In the records below, take the line containing "pin the yellow-green stem, one" and reproduce it and every subsequent line exactly, adding nothing.

(Dataset entries)
_ _ _

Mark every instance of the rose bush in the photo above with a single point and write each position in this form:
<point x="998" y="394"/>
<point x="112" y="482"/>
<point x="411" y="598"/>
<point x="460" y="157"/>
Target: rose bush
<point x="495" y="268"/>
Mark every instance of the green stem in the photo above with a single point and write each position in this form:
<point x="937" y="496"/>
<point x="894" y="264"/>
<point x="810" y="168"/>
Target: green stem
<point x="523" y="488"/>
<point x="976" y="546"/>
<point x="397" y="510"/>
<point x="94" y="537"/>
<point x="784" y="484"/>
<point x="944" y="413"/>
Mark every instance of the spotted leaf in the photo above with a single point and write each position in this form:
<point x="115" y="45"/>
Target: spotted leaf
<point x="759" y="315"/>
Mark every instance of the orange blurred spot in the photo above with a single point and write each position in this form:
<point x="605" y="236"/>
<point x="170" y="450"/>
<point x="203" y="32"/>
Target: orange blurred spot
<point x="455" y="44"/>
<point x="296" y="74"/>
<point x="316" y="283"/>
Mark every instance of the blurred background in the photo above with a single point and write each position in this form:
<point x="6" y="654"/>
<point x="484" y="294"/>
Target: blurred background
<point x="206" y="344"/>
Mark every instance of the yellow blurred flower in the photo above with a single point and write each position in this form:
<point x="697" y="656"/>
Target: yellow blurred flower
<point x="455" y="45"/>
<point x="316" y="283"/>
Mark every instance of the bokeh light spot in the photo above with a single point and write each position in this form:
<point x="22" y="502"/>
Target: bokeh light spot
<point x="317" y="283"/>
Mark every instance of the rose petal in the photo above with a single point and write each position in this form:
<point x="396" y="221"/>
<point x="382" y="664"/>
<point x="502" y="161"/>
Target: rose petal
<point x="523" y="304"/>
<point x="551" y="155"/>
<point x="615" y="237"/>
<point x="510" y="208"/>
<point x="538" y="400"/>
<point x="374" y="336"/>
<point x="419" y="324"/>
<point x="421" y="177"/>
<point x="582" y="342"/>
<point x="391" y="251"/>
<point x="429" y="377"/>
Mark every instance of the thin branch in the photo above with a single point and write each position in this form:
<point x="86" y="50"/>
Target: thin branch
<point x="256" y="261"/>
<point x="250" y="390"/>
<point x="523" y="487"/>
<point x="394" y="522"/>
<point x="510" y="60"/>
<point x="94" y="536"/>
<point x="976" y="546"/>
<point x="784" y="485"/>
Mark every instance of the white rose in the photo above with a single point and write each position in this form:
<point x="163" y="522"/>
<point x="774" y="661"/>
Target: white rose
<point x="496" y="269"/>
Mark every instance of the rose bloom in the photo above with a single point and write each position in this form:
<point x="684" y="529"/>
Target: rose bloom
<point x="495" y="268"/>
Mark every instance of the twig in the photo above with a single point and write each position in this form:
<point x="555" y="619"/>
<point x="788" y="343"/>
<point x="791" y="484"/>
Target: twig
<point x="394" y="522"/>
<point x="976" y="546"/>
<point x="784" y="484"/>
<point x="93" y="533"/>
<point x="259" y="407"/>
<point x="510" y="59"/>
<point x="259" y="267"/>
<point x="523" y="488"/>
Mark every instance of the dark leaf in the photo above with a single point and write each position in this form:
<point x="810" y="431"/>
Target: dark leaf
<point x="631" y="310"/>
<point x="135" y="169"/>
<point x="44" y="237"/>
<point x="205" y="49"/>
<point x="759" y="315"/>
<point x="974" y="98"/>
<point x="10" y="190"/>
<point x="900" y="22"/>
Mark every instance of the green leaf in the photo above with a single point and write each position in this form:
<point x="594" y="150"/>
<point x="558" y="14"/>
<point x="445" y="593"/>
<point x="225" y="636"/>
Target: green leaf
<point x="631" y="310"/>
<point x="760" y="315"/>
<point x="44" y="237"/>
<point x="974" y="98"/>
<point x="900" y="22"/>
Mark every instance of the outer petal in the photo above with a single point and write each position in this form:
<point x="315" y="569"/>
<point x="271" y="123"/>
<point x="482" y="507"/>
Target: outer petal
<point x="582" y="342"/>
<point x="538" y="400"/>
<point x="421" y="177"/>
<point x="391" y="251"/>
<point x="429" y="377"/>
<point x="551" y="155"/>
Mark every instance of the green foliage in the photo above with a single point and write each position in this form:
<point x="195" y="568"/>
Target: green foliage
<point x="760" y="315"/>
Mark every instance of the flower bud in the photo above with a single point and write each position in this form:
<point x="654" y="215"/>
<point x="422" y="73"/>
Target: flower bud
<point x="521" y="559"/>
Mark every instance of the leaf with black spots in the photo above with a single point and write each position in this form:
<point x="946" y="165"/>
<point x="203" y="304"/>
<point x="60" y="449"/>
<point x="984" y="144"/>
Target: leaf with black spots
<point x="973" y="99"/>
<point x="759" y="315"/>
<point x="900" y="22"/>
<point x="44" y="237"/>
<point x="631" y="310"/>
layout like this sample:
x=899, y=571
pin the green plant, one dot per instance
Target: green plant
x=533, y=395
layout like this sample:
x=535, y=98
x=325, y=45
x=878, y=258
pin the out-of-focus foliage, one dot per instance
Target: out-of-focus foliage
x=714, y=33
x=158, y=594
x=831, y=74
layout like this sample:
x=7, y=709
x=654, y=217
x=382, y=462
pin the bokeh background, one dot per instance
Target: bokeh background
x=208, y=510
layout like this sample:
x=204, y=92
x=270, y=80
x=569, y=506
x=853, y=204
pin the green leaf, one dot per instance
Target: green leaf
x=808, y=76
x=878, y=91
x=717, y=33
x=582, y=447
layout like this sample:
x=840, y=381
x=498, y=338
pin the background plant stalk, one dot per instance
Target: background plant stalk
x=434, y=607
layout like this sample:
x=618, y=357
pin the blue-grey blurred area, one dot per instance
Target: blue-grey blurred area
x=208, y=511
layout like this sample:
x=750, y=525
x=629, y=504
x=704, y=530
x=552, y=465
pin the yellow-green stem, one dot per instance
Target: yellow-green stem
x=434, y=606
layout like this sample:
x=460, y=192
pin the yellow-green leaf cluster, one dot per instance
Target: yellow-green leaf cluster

_ _ _

Finished exercise -
pin the yellow-green stem, one dot per instance
Target: yellow-green stem
x=434, y=606
layout like this sample:
x=460, y=192
pin the yellow-green leaf cluster, one dot per instance
Target: yellow-green leaf cluster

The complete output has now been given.